▶ _WHAT IS NEEDED_
Leave every picture out and write out the records below exactly.

▶ _RECORDS FOR THE TASK_
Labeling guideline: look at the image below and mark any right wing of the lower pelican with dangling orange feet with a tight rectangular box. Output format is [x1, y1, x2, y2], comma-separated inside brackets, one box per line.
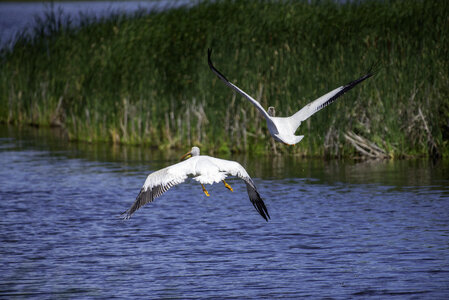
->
[213, 157, 270, 221]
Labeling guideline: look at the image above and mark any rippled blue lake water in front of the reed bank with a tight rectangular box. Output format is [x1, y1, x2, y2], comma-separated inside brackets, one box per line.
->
[0, 125, 449, 299]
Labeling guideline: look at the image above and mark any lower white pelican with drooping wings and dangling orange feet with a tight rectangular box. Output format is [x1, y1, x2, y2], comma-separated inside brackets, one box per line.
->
[122, 147, 270, 221]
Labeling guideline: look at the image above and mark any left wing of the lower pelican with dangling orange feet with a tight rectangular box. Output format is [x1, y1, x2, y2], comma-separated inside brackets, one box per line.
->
[122, 160, 189, 219]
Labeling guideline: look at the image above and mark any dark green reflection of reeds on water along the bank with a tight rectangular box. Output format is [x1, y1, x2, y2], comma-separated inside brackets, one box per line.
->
[0, 126, 449, 188]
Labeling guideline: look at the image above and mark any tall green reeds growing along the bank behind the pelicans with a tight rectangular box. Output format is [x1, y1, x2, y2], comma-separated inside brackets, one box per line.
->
[0, 0, 449, 157]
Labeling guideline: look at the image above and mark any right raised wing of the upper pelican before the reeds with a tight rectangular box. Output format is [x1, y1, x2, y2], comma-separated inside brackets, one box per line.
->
[289, 70, 374, 130]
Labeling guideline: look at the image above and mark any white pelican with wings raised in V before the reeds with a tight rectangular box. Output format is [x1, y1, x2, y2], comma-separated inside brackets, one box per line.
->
[207, 49, 374, 145]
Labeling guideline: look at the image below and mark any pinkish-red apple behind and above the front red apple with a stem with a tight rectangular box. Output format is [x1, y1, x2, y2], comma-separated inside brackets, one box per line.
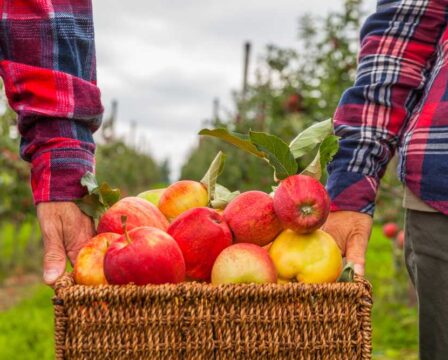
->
[97, 197, 169, 234]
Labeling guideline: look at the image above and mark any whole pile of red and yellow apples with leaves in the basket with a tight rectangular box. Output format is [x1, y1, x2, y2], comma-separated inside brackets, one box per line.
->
[74, 120, 353, 285]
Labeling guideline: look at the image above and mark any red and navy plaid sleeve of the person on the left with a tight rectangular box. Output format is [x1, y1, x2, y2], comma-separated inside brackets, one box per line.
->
[0, 0, 103, 204]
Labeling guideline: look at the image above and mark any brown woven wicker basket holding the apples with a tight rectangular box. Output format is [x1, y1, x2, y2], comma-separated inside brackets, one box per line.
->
[53, 275, 372, 360]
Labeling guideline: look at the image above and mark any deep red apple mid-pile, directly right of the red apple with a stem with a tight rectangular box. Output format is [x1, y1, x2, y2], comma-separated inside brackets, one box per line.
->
[168, 207, 232, 281]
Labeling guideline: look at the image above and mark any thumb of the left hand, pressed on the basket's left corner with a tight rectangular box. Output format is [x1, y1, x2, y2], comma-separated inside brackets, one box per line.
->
[44, 231, 66, 285]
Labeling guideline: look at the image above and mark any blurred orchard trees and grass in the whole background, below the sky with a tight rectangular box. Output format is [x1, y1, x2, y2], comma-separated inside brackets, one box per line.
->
[0, 0, 417, 360]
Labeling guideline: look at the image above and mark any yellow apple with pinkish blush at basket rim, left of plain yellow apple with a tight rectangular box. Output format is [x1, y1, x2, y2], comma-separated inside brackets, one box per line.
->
[212, 243, 277, 284]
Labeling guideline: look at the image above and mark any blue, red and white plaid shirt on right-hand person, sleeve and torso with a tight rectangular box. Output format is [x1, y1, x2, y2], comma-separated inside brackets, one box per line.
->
[328, 0, 448, 215]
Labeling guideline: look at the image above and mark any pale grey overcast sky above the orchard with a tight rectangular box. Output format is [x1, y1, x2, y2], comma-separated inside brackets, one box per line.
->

▶ _SOLUTION FOR THIS PROBLEM_
Labeling guideline: look at the image below and mark any right wing of the lower pelican with dangling orange feet with a tight rectangular box. Output format is [x1, y1, x2, y2], comma-separated inside brackets, one box per line.
->
[213, 157, 270, 221]
Labeling guideline: look at the image above and mark any rippled blue lake water in front of the reed bank with a tight rectangular box. Output format is [x1, y1, x2, y2], comma-separated inside brackets, one box per line.
->
[0, 125, 449, 299]
Labeling guideline: look at the image above and mark any lower white pelican with drooping wings and dangling orange feet with a tight rectangular box. Output format is [x1, y1, x2, y2], comma-separated inside brackets, one box per line.
->
[122, 147, 270, 221]
Labeling guideline: look at the image above and mark any left wing of the lower pelican with dangling orange feet with a tight rectangular box. Output format is [x1, y1, x2, y2], comma-separated inside brackets, one box per line.
->
[122, 160, 189, 219]
Labeling guideline: look at the image above and mark any dark green reflection of reeds on water along the bank with a tight rectangular box. Output format is [x1, y1, x2, y2], comma-separated inside brackets, one box per line.
->
[0, 126, 449, 188]
Labeling guideline: look at the image above and mark any tall green reeds growing along the bank behind the pelicans with a tight rectangular box. Output format is [x1, y1, x2, y2], comma-separated inside brackets, one box per line.
->
[0, 0, 449, 157]
Labeling guideline: look at the image above and mark any right raised wing of the upper pelican before the reeds with a tight rectangular box. Output format is [x1, y1, x2, y2], comma-separated inside brackets, one box per line.
->
[289, 70, 374, 130]
Labeling guideline: look at the image above and mark any white pelican with wings raised in V before the reeds with a tight rectangular box. Output format is [x1, y1, x2, y2], comma-separated inside brackets, one box per line.
->
[207, 49, 374, 145]
Labeling guideline: look at the image below and mark any pinkish-red apple behind and above the front red apple with a stem with a tight rectangular box. Output format is [x1, y1, x2, y2], comma-separated inside brackets, one box per line.
->
[97, 197, 169, 234]
Labeling guideline: look at the image above and mark any whole pile of red and yellow apples with leaves in the basket with a tight rectangular box. Output format is [x1, y1, x2, y2], comma-separated inside brackets, one box per line.
->
[74, 120, 353, 285]
Labeling guideline: look at the image above and mark any red and navy plaid sleeve of the person on the left with a tight rectangular box. Output format is [x1, y1, x2, y2], comma-separated inside brackets, one box per line.
->
[0, 0, 103, 204]
Labeling guideline: look at the image above and mark any brown woven wicker basket holding the apples with a tight rectangular box. Output format is [x1, y1, x2, y2], comma-separated inside brackets, one box per line.
->
[53, 275, 372, 360]
Labeling guideline: look at the image above and mark any deep red apple mid-pile, directly right of the red apple with a stem with a tight rectangular box. Output format is [x1, y1, x2, y2], comma-separated inside brackets, one box per line.
->
[168, 207, 232, 281]
Labeling guideline: look at the image above and mark any thumb of the left hand, pressed on the basket's left corner with a tight rectangular box. Output format is [x1, y1, x2, y2], comma-separated inside brackets, one box per line.
->
[44, 231, 66, 285]
Labeling guideline: look at the image above and mark any blurred orchard trees and grass in the whole background, below the sky with a tight rectangular box. Output format is [x1, y1, x2, y2], comma-separated inside brackets, one box per line.
->
[0, 0, 417, 360]
Labeling guideline: look at the image above and mark any yellow apple with pinkish blush at basket rim, left of plain yellow apple with a tight rectangular box. Output format is [x1, y1, x2, y2], comma-separated inside brackets, one box per line.
->
[212, 243, 277, 284]
Labeling guideline: look at the image above and mark any blue, red and white plaid shirt on right-hand person, sleeve and torso with a tight rectangular box. Output format is [x1, y1, x2, y2], comma-separated inside brackets, one box per line.
->
[328, 0, 448, 215]
Labeling guideline: look at the image above and mark any pale grey overcast sky above the orchard with a tight rectangular box. Output format is [x1, y1, x2, y2], comma-separated inside brackets, one box per line.
->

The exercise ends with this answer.